▶ Problem
For the word "building", return each line of the data in which it occurs.

▶ Dataset entries
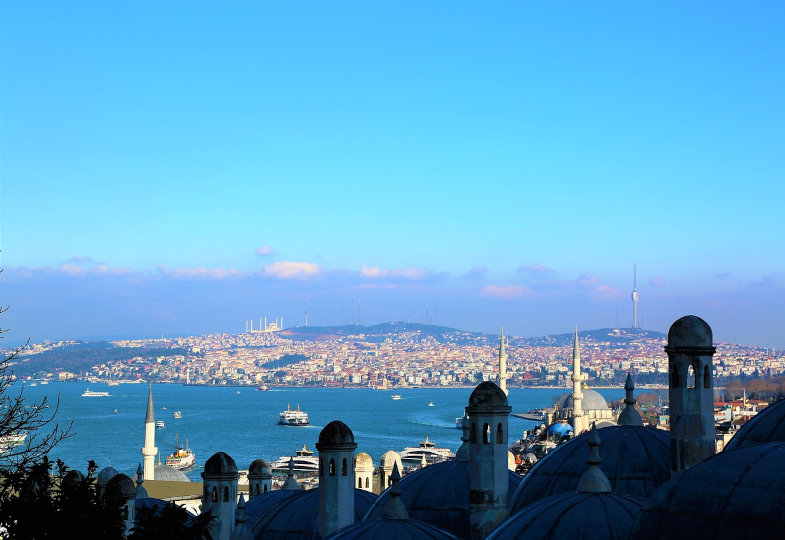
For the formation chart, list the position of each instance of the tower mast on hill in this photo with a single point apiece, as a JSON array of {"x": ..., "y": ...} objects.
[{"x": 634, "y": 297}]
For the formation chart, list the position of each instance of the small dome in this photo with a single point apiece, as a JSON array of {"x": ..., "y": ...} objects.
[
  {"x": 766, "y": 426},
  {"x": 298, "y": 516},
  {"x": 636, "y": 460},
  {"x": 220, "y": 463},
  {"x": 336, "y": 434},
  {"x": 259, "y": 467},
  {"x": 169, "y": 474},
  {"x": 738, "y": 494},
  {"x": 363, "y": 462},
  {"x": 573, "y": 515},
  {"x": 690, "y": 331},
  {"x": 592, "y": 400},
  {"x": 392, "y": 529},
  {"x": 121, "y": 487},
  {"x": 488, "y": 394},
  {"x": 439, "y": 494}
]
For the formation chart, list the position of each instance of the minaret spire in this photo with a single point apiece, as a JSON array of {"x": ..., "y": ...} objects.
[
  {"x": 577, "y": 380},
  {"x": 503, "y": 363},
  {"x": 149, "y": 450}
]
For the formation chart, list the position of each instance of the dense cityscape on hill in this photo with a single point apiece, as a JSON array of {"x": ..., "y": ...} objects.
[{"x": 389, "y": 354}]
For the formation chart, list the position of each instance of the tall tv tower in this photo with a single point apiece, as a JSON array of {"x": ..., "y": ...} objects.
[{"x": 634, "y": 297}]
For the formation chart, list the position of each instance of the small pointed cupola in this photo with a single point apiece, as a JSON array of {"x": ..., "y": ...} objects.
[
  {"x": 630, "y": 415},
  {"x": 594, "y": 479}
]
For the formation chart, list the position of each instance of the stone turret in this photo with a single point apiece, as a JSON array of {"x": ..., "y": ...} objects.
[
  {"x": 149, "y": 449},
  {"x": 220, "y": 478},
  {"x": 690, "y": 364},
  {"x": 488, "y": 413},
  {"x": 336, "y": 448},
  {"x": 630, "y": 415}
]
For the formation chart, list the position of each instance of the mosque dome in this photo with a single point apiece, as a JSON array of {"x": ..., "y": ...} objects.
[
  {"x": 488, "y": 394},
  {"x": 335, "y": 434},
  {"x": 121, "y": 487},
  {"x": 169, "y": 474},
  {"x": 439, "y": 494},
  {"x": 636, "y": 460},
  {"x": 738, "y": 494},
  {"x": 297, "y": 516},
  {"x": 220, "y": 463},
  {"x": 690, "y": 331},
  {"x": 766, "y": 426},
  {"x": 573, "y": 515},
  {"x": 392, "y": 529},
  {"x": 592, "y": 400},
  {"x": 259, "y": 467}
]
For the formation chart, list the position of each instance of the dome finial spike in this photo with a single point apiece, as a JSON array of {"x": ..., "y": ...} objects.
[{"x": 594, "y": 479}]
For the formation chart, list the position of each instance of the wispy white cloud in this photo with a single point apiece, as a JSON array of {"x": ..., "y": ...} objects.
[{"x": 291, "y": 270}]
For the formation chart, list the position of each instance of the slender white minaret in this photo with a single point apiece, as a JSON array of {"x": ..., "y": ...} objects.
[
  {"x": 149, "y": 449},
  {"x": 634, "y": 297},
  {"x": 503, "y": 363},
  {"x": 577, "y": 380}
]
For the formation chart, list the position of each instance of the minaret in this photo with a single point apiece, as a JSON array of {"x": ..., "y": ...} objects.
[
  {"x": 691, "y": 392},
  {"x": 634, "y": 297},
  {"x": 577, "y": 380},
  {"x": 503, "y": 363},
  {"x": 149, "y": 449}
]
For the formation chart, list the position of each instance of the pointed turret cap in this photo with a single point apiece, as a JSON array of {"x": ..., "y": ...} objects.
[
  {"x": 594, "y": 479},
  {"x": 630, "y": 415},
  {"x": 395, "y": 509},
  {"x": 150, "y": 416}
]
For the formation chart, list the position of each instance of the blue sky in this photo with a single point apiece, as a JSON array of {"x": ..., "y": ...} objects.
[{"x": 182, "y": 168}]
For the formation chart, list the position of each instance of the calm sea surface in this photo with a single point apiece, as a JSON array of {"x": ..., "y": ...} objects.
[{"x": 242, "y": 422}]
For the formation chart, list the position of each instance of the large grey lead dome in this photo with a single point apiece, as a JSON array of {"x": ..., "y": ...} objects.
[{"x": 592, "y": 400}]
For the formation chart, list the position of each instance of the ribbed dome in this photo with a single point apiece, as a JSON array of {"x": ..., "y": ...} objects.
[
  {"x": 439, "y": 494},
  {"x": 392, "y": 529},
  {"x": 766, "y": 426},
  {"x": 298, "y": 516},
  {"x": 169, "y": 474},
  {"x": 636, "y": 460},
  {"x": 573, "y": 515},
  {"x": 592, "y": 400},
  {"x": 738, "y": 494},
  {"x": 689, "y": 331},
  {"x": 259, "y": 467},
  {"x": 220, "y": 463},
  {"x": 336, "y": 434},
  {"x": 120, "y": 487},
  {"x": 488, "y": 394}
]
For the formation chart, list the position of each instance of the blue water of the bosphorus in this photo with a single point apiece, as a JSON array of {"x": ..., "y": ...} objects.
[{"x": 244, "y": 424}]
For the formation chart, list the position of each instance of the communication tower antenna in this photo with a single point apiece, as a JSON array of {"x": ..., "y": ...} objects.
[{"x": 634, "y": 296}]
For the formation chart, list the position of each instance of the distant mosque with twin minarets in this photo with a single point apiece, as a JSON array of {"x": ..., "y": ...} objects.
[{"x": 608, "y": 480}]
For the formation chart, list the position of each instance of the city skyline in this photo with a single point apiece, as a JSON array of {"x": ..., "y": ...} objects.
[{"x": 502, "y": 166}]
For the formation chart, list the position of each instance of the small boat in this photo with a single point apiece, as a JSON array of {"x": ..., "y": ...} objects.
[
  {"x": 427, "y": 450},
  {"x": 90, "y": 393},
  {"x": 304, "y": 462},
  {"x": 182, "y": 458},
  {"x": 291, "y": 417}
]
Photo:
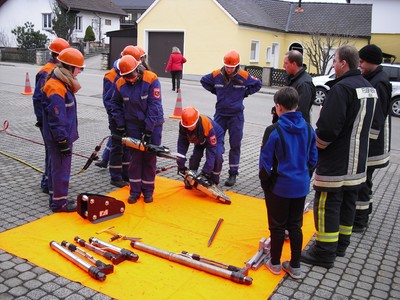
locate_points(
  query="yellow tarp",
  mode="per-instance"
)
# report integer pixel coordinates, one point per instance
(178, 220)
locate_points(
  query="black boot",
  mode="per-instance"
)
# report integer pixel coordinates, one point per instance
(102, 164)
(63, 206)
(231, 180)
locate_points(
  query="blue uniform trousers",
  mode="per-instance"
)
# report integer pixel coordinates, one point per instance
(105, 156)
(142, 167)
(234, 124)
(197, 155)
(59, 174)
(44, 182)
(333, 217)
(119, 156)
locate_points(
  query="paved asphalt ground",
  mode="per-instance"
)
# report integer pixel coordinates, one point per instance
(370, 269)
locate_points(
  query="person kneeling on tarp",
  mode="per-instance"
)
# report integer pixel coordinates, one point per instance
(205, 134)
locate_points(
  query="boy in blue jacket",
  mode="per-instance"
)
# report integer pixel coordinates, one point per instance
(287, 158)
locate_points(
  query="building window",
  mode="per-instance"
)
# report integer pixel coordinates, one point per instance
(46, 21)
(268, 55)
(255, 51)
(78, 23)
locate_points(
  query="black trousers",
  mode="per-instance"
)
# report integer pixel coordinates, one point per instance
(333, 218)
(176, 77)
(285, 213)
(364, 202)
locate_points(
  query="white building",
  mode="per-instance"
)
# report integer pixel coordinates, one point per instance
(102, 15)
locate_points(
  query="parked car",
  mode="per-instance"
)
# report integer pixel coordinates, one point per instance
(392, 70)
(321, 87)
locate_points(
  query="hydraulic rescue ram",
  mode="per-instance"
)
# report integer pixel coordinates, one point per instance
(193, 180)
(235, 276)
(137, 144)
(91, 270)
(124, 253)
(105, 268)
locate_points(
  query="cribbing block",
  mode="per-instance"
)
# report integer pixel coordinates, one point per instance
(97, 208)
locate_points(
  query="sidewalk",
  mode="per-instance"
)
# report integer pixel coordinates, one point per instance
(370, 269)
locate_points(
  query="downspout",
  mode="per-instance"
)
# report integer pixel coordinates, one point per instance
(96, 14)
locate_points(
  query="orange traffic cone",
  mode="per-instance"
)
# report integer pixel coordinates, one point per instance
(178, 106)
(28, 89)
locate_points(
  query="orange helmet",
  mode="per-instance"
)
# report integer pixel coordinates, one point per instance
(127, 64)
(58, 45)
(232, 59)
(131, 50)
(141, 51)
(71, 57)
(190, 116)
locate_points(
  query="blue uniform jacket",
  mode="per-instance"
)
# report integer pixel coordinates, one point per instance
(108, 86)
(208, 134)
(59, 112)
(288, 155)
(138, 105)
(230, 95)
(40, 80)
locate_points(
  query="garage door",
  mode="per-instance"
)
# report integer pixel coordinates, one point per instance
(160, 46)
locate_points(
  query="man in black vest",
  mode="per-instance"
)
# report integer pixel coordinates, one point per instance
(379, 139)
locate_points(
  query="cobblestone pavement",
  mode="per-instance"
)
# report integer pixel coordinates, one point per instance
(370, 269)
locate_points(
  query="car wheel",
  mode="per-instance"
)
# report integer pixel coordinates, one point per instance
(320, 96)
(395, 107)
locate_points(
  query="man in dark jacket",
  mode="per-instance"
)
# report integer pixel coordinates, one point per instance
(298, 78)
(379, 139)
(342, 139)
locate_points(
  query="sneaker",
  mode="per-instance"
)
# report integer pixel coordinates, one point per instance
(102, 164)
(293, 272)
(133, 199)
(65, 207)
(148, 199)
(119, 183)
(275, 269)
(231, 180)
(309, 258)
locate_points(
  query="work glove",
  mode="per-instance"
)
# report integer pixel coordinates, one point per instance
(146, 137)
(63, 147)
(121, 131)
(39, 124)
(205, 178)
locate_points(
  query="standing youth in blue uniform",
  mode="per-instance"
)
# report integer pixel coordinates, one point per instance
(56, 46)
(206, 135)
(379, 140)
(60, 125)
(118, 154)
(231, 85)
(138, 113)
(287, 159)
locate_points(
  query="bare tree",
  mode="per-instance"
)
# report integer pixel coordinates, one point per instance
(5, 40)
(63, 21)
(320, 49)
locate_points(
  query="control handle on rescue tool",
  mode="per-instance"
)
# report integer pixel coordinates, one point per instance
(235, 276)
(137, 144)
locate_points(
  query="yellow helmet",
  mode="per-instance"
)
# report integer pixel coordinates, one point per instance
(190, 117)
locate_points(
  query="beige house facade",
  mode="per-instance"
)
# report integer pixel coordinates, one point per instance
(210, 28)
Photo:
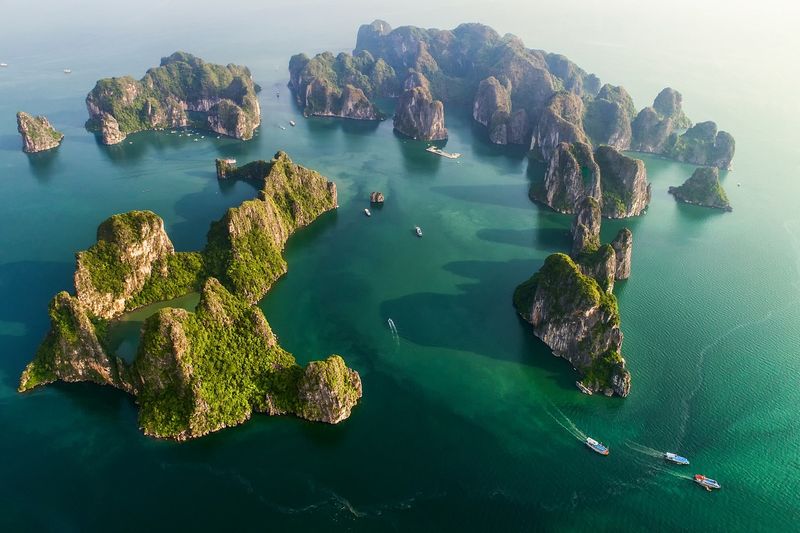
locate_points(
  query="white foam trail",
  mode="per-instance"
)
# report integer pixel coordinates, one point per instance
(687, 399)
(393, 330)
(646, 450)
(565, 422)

▶ Task answer
  query="building window",
  query="white building",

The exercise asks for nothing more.